▶ _PASSAGE GIVEN_
┄┄┄┄┄┄

- From: Julian Reschke <julian.reschke@greenbytes.de>
- Date: Thu, 13 Mar 2003 17:49:51 +0100
- To: "Jeffrey Winter" <jeffreywinter@crd.com>, <ietf-dav-versioning@w3.org>
- Message-ID: <JIEGINCHMLABHJBIGKBCKEANGMAA.julian.reschke@greenbytes.de>
Hi.
First of all, this isn't really about WebDAV or DeltaV -- it's a generic
HTTP question.
I'd say that yes, a server may use "lossy" ways to persist entities. After
all, all HTTP is giving you are methods that get/set certain
*representations* of resources.
Now of course this will fail if your client assumes that it can round-trip
octet-by-octet. In which case I'd recommend just to use a different server
(or backend within that server). It's a backend optimized for a specific use
case (storing XML infosets). If this doesn't fit into your requirements, use
something else.

┄┄┄┄┄┄

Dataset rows
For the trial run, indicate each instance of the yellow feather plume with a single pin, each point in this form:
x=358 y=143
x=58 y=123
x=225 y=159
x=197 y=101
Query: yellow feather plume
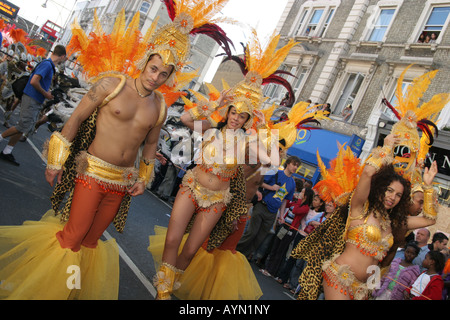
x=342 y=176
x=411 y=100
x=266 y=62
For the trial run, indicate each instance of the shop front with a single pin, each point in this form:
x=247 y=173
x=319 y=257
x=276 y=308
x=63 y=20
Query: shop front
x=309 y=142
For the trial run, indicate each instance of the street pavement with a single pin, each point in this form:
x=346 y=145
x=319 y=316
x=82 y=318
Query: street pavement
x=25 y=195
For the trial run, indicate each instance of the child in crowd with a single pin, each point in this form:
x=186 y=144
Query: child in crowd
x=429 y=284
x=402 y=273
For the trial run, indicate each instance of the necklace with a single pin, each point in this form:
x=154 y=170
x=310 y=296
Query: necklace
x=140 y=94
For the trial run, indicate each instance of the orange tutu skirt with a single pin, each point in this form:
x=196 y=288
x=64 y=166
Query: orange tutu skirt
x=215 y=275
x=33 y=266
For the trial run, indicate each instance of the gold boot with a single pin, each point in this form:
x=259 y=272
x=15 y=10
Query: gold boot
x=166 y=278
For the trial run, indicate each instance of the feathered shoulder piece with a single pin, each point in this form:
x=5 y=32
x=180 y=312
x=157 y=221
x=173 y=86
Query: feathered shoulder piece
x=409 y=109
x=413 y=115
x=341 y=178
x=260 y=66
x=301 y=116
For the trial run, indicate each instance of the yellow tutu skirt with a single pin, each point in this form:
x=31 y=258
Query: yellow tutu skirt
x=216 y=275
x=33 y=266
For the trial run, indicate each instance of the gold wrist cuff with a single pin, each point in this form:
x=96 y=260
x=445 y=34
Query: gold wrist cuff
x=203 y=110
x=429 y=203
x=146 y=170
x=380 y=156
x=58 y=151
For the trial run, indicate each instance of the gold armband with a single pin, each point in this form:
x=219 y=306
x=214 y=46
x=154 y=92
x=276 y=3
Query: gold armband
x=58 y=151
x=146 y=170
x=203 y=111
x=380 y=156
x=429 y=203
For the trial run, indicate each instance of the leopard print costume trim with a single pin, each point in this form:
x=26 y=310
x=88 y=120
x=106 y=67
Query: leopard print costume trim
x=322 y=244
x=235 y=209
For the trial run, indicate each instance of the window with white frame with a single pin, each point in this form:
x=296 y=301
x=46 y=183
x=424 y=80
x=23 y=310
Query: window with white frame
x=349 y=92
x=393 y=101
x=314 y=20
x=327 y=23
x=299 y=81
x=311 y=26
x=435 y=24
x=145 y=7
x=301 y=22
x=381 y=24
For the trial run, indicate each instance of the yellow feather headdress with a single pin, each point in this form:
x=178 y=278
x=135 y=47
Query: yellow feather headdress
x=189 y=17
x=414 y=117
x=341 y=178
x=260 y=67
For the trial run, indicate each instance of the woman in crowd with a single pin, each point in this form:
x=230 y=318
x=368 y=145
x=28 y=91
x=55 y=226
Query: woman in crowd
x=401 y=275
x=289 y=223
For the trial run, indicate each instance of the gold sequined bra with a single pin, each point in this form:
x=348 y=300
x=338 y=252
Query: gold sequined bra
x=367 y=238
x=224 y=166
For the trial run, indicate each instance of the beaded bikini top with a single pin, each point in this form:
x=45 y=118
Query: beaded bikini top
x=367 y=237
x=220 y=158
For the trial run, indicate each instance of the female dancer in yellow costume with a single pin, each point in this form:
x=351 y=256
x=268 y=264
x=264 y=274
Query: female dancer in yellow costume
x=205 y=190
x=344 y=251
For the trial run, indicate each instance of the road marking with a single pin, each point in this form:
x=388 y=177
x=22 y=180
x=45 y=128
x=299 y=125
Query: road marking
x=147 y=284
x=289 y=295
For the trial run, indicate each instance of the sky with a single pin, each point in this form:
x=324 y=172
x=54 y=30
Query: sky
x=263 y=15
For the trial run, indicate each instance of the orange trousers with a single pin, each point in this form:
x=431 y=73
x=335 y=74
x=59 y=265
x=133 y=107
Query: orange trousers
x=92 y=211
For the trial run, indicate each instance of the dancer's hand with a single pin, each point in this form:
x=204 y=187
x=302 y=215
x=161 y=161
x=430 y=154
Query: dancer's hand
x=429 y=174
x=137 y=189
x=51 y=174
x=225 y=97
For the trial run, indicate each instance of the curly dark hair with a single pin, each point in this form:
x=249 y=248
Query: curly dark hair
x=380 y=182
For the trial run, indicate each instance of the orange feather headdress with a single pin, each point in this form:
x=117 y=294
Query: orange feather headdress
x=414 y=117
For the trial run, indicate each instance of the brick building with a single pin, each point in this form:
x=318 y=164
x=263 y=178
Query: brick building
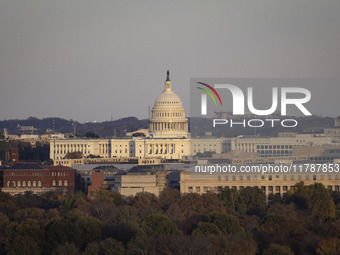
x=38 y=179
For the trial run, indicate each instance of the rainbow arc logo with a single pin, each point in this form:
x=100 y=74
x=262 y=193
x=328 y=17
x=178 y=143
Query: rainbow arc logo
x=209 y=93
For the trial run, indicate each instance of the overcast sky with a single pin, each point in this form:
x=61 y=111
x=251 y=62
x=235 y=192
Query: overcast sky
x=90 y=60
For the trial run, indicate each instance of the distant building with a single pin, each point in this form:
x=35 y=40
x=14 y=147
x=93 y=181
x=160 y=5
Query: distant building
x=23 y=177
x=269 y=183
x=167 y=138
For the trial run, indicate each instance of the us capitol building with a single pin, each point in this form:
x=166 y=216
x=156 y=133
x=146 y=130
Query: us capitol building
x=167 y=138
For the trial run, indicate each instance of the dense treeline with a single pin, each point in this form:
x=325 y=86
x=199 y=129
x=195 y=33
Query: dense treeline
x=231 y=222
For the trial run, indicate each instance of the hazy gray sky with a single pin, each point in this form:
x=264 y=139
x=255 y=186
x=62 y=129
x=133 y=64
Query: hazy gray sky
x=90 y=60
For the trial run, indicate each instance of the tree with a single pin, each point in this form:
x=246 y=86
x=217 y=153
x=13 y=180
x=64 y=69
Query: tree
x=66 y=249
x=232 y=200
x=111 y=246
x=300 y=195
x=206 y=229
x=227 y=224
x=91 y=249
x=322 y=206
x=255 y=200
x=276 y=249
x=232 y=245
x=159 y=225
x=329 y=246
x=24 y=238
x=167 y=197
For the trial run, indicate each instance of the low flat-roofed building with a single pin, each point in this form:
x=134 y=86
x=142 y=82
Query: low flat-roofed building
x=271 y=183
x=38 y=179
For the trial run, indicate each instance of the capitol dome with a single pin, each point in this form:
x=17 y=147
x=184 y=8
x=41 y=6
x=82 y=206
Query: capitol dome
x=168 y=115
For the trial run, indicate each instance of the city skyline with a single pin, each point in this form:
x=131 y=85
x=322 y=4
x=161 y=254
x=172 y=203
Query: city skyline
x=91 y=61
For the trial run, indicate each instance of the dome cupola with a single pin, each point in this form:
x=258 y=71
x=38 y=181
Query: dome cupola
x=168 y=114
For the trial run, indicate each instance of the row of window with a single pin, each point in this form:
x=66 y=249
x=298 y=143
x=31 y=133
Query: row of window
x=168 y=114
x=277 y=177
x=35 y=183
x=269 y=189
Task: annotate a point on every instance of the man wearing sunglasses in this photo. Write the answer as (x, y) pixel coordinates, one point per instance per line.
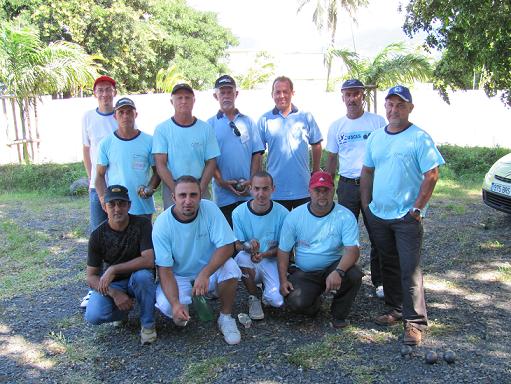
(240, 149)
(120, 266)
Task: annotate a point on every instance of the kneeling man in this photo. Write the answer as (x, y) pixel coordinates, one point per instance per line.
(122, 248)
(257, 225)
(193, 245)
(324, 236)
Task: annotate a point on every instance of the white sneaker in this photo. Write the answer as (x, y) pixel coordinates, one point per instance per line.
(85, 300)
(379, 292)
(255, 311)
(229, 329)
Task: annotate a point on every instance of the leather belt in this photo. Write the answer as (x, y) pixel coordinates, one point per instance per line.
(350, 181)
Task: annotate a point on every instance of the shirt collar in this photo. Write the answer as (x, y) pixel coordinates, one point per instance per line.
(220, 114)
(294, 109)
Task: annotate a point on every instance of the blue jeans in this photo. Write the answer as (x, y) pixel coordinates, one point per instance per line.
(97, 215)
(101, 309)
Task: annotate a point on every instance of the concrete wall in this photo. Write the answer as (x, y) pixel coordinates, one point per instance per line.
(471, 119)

┄┄┄┄┄┄

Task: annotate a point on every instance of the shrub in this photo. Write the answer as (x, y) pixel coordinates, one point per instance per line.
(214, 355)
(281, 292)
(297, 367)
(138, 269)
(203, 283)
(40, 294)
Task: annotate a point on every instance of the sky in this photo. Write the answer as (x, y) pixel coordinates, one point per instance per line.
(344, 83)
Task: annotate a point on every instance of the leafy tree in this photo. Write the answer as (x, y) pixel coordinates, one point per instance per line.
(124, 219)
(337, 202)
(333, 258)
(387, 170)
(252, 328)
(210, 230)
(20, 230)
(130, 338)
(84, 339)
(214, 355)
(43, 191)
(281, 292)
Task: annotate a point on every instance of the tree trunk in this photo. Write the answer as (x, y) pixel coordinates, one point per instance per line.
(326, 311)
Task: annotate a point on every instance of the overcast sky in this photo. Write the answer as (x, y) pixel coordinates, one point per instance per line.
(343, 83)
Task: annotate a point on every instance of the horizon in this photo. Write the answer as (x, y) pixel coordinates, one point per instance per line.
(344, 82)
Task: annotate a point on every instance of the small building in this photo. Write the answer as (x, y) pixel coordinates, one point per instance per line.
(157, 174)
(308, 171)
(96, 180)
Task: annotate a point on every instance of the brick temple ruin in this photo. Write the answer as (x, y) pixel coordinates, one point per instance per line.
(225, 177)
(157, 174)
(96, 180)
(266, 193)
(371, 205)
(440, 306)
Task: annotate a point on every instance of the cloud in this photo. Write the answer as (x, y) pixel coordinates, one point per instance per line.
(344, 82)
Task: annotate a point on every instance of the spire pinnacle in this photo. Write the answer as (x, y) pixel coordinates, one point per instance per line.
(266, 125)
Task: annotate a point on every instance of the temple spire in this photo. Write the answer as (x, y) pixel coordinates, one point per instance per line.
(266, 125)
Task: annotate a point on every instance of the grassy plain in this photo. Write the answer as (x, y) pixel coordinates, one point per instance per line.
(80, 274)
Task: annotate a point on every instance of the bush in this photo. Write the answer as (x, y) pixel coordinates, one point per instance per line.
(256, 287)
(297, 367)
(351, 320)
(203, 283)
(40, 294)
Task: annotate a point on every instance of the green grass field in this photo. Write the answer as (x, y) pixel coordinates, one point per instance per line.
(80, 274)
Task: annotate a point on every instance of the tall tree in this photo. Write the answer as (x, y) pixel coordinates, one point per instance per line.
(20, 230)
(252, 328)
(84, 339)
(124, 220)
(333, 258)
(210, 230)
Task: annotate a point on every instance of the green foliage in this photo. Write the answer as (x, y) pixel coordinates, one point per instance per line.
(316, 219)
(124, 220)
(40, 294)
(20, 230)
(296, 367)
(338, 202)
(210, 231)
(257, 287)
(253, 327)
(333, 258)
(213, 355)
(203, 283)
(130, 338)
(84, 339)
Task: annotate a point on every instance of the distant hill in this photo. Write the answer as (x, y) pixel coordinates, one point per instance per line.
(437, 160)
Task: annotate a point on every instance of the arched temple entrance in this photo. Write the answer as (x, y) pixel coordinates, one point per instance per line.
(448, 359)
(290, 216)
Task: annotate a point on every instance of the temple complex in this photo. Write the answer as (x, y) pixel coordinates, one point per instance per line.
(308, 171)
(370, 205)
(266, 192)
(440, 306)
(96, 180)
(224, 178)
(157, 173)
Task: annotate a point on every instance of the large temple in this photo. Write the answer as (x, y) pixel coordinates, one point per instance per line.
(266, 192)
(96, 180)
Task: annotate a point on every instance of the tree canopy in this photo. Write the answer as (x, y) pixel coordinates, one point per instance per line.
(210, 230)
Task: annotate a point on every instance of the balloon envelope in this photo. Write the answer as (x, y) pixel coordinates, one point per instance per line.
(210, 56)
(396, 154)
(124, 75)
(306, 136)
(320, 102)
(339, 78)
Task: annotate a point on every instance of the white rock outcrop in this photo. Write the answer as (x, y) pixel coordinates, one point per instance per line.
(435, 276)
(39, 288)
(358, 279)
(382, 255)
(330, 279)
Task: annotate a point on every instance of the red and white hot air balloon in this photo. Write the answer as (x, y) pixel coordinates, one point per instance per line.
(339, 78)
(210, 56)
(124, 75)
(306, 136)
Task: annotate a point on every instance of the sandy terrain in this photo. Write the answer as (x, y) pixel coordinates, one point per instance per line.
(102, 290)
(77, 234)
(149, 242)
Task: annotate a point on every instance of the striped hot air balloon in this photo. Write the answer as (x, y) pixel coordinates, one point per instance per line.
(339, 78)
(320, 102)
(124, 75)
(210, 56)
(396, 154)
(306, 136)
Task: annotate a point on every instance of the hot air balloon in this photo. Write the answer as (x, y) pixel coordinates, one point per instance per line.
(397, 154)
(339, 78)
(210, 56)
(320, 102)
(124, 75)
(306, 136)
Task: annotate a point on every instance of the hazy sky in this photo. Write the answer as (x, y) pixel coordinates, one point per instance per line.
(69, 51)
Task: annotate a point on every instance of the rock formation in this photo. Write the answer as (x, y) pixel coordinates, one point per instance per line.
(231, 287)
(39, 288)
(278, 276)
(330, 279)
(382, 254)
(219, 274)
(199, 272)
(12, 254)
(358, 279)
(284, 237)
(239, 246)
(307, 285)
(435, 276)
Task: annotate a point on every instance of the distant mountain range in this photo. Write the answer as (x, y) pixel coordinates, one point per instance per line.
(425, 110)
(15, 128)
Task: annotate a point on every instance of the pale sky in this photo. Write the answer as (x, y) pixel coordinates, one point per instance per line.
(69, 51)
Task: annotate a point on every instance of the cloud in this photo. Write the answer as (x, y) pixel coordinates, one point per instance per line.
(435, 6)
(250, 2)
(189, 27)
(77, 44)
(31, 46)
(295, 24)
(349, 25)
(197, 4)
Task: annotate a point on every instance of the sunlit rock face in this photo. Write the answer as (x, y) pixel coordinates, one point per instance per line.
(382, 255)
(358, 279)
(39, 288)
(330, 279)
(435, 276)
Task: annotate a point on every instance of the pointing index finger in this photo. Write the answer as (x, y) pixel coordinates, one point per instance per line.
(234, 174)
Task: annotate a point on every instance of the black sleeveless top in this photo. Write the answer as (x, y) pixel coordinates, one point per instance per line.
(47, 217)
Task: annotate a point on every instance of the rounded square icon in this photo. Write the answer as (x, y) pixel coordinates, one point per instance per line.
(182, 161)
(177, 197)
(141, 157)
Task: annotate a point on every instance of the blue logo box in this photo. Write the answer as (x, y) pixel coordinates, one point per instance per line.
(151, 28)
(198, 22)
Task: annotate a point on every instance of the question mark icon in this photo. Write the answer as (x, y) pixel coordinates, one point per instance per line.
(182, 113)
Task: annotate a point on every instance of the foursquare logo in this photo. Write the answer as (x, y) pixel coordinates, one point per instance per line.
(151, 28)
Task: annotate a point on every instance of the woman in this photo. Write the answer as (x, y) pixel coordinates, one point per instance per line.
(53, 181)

┄┄┄┄┄┄

▶ _REQUIREMENT A_
Reproduce word for word the part of the message that opens with the words containing "First of all, this" and closes with "something else.".
▶ _REQUIREMENT B_
According to the message, what specific use case is the backend optimized for?

▶ _FULL SOLUTION A_
First of all, this isn't really about WebDAV or DeltaV -- it's a generic
HTTP question.
I'd say that yes, a server may use "lossy" ways to persist entities. After
all, all HTTP is giving you are methods that get/set certain
*representations* of resources.
Now of course this will fail if your client assumes that it can round-trip
octet-by-octet. In which case I'd recommend just to use a different server
(or backend within that server). It's a backend optimized for a specific use
case (storing XML infosets). If this doesn't fit into your requirements, use
something else.

▶ _FULL SOLUTION B_
Storing XML infosets.